### [PROBLEM REQUIREMENTS]
Every line of the data is to be transcribed without error.

-- Opening Marker --

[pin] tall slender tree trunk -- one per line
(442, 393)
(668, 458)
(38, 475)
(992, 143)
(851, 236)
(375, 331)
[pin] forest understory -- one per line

-- Closing Marker --

### [TASK SOLUTION]
[pin] tall slender tree trunk -- one per line
(442, 393)
(668, 458)
(38, 475)
(992, 143)
(851, 236)
(375, 331)
[pin] forest understory -- one per line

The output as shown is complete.